# START OF Data for this task
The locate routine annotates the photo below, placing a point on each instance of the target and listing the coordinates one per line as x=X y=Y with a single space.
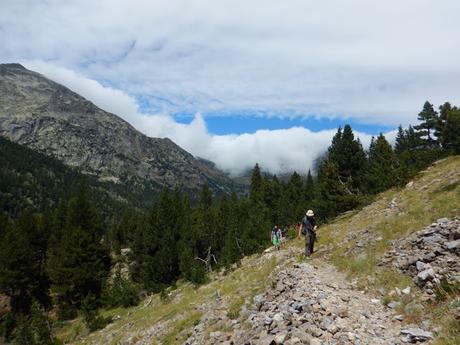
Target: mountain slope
x=31 y=180
x=46 y=116
x=273 y=296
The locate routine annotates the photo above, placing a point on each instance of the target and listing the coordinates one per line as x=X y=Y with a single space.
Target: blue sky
x=240 y=82
x=241 y=123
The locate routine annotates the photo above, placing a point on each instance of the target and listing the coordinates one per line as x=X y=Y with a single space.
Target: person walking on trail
x=276 y=237
x=284 y=231
x=308 y=228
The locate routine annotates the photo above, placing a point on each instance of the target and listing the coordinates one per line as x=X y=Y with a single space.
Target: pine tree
x=256 y=188
x=334 y=195
x=428 y=117
x=22 y=264
x=349 y=156
x=295 y=197
x=401 y=144
x=78 y=263
x=231 y=251
x=448 y=128
x=382 y=167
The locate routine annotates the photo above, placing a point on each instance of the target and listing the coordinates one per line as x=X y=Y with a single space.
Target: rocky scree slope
x=429 y=256
x=46 y=116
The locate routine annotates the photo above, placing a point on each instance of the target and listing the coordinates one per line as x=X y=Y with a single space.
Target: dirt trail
x=312 y=303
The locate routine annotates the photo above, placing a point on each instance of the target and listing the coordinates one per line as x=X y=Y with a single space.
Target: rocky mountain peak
x=46 y=116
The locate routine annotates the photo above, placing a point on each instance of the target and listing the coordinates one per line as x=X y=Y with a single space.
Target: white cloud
x=375 y=61
x=277 y=151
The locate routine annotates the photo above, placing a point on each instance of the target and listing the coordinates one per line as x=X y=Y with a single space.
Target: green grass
x=178 y=313
x=181 y=329
x=435 y=194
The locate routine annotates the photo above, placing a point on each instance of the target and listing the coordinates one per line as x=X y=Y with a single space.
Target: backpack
x=304 y=225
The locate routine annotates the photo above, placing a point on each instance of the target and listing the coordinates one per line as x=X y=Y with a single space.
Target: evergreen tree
x=382 y=167
x=348 y=155
x=256 y=188
x=191 y=269
x=231 y=251
x=448 y=128
x=22 y=264
x=428 y=117
x=309 y=188
x=295 y=197
x=401 y=144
x=78 y=262
x=334 y=195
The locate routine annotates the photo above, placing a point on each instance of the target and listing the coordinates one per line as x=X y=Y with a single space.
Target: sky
x=240 y=82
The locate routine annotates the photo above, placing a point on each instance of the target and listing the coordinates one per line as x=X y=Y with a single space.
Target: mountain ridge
x=46 y=116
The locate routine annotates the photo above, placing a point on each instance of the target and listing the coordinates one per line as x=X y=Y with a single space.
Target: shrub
x=121 y=293
x=90 y=314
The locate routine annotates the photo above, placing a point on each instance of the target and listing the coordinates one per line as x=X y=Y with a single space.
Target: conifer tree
x=256 y=188
x=22 y=264
x=78 y=263
x=231 y=251
x=334 y=195
x=428 y=117
x=296 y=197
x=382 y=167
x=309 y=188
x=348 y=155
x=448 y=128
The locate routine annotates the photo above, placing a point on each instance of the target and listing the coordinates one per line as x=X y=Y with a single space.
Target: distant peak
x=12 y=65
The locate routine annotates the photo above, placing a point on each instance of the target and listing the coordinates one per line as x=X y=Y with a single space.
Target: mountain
x=48 y=117
x=393 y=251
x=32 y=180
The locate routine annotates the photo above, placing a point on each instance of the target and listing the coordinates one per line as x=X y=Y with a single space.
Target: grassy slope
x=434 y=194
x=174 y=316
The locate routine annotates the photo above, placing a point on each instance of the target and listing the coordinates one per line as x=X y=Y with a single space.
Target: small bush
x=90 y=314
x=445 y=289
x=121 y=293
x=235 y=309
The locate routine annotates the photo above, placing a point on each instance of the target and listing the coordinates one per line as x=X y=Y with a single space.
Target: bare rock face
x=46 y=116
x=429 y=255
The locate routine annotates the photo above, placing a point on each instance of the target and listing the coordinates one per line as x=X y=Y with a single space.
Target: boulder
x=453 y=245
x=425 y=275
x=416 y=334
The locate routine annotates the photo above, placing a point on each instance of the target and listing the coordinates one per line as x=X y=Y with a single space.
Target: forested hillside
x=34 y=181
x=59 y=244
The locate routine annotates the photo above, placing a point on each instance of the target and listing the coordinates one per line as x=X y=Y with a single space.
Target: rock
x=406 y=291
x=453 y=245
x=426 y=275
x=266 y=340
x=420 y=265
x=416 y=334
x=259 y=301
x=278 y=317
x=280 y=338
x=443 y=220
x=394 y=304
x=314 y=341
x=215 y=335
x=399 y=317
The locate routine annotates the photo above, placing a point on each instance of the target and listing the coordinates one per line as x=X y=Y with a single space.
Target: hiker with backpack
x=284 y=232
x=308 y=228
x=276 y=237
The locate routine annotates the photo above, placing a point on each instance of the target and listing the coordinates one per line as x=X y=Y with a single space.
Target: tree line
x=61 y=257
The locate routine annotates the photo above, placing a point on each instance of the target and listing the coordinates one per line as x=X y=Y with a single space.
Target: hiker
x=284 y=232
x=308 y=228
x=276 y=237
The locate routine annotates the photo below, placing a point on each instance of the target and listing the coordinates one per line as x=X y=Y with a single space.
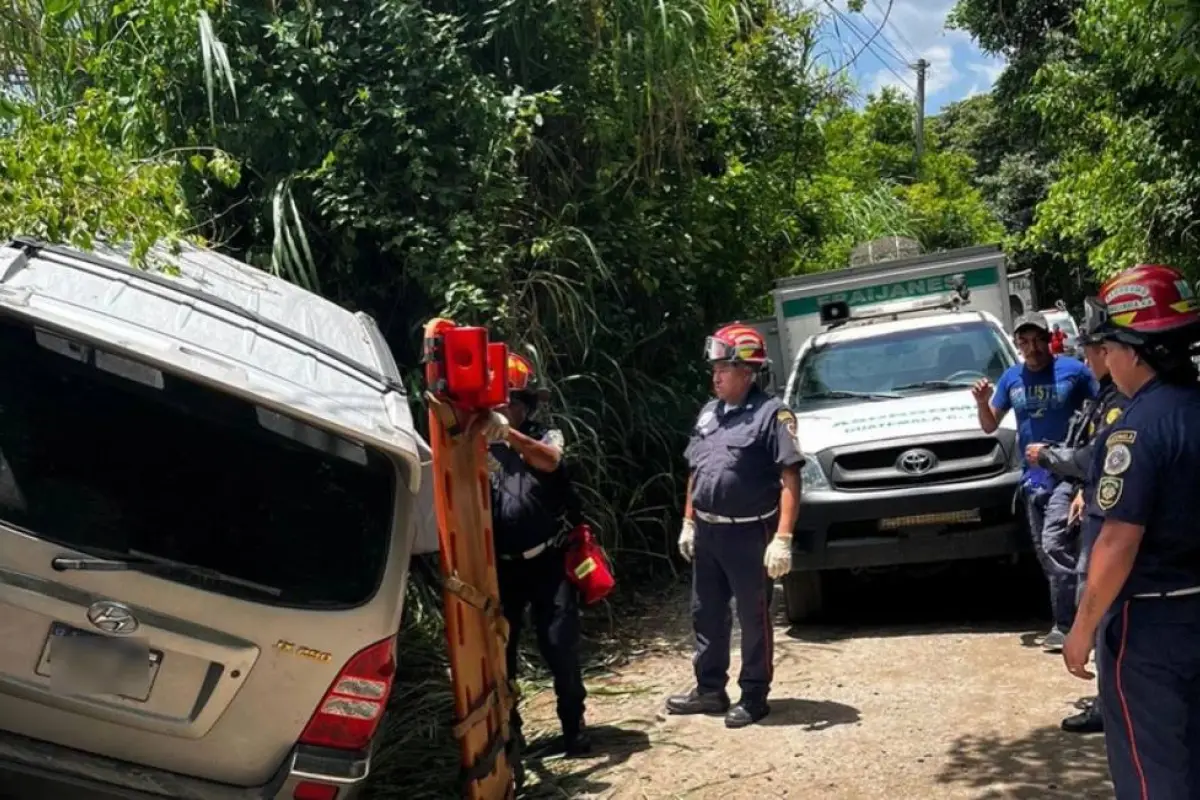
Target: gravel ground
x=916 y=687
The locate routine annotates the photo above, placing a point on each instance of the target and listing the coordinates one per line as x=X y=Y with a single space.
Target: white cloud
x=990 y=70
x=911 y=30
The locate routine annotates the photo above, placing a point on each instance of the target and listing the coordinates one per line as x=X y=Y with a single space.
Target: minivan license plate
x=82 y=662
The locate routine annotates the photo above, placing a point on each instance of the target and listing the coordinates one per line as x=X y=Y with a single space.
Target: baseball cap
x=1032 y=319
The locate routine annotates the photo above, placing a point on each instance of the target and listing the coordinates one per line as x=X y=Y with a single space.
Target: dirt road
x=917 y=689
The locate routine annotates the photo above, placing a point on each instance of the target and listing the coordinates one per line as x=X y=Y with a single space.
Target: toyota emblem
x=916 y=462
x=112 y=618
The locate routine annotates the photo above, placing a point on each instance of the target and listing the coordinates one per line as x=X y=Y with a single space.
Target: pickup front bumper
x=841 y=530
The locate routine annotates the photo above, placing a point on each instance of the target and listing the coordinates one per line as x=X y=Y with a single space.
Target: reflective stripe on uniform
x=720 y=519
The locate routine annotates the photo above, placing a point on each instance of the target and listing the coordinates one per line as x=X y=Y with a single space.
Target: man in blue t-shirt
x=1044 y=392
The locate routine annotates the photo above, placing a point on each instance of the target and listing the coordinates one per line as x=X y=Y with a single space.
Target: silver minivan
x=207 y=488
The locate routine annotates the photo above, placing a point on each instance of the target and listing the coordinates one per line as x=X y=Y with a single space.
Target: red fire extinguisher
x=587 y=566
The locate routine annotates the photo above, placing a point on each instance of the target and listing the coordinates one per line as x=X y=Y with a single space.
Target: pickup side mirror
x=959 y=284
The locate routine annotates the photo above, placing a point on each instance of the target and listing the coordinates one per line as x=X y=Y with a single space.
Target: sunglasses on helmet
x=719 y=350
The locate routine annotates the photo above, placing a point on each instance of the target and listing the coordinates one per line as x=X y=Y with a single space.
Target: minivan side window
x=97 y=462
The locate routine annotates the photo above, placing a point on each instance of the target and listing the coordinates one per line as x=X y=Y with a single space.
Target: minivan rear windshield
x=167 y=468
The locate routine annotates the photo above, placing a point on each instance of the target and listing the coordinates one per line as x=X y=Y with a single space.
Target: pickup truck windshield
x=901 y=364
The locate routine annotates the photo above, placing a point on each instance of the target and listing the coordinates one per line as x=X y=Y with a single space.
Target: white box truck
x=879 y=364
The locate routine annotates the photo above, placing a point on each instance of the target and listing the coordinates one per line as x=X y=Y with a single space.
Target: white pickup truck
x=898 y=470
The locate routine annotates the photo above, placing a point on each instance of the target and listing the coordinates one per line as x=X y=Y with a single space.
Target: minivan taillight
x=353 y=707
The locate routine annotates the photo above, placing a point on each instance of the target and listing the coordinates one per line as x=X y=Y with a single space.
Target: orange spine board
x=475 y=637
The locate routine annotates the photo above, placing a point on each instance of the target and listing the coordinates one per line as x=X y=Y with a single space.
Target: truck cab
x=898 y=470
# END OF Data for this task
_Required work_. How many lines of the material above contain the word "hiker"? Reply with the number alone.

_Solution_. 2